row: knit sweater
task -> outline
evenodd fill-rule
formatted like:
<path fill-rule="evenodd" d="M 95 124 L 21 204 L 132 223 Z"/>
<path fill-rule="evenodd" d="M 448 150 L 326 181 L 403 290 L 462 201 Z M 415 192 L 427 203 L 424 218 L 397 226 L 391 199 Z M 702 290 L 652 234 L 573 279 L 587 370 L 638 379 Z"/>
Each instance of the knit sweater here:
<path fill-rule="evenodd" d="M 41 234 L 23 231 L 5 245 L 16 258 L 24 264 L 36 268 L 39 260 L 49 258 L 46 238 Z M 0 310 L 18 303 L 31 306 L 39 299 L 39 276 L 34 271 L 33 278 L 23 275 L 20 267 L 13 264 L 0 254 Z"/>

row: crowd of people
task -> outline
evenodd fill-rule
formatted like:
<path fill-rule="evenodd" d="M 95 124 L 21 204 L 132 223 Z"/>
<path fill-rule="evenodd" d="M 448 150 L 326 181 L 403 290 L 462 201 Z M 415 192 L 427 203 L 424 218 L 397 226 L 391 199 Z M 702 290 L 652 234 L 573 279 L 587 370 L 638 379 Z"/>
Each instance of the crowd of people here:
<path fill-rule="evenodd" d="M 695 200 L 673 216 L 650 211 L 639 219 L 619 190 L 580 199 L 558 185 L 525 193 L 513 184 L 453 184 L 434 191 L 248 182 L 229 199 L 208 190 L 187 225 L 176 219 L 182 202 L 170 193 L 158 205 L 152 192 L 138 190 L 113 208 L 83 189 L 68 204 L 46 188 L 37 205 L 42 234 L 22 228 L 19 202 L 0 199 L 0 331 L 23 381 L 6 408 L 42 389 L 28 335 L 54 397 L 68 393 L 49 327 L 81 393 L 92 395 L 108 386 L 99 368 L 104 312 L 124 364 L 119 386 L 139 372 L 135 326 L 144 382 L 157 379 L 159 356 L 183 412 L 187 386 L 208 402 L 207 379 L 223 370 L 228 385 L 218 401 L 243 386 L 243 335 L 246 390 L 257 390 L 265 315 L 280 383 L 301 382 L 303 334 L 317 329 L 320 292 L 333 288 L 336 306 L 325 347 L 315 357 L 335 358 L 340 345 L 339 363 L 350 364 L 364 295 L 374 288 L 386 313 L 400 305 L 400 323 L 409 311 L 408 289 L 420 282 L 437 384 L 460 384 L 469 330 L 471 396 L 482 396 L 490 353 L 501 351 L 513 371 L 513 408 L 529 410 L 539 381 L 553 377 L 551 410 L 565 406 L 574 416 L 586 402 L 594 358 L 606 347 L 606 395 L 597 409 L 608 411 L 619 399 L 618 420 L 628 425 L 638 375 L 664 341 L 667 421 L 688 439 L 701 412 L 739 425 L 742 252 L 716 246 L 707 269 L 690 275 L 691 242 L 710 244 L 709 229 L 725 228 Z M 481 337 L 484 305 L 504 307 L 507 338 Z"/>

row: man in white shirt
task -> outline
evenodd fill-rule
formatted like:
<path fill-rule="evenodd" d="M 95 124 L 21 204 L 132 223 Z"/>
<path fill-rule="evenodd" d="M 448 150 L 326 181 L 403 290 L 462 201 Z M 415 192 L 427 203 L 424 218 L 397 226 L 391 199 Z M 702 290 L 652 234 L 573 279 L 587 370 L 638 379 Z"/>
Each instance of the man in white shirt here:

○ ○ ○ ○ ○ ○ ○

Transcribe the items above word for word, starting with the first line and stopping after the line that contains "41 234 L 23".

row: knit sweater
task -> outline
evenodd fill-rule
formatted like:
<path fill-rule="evenodd" d="M 95 124 L 21 204 L 132 223 Z"/>
<path fill-rule="evenodd" d="M 448 150 L 326 181 L 403 290 L 462 201 Z M 415 192 L 427 203 L 424 218 L 397 226 L 391 199 Z M 702 290 L 652 234 L 573 279 L 587 370 L 638 379 Z"/>
Each instance of the knit sweater here:
<path fill-rule="evenodd" d="M 41 234 L 23 231 L 5 245 L 16 258 L 24 264 L 36 268 L 39 260 L 49 258 L 46 238 Z M 0 310 L 18 303 L 31 306 L 39 299 L 39 276 L 34 271 L 33 278 L 23 275 L 20 267 L 13 264 L 0 254 Z"/>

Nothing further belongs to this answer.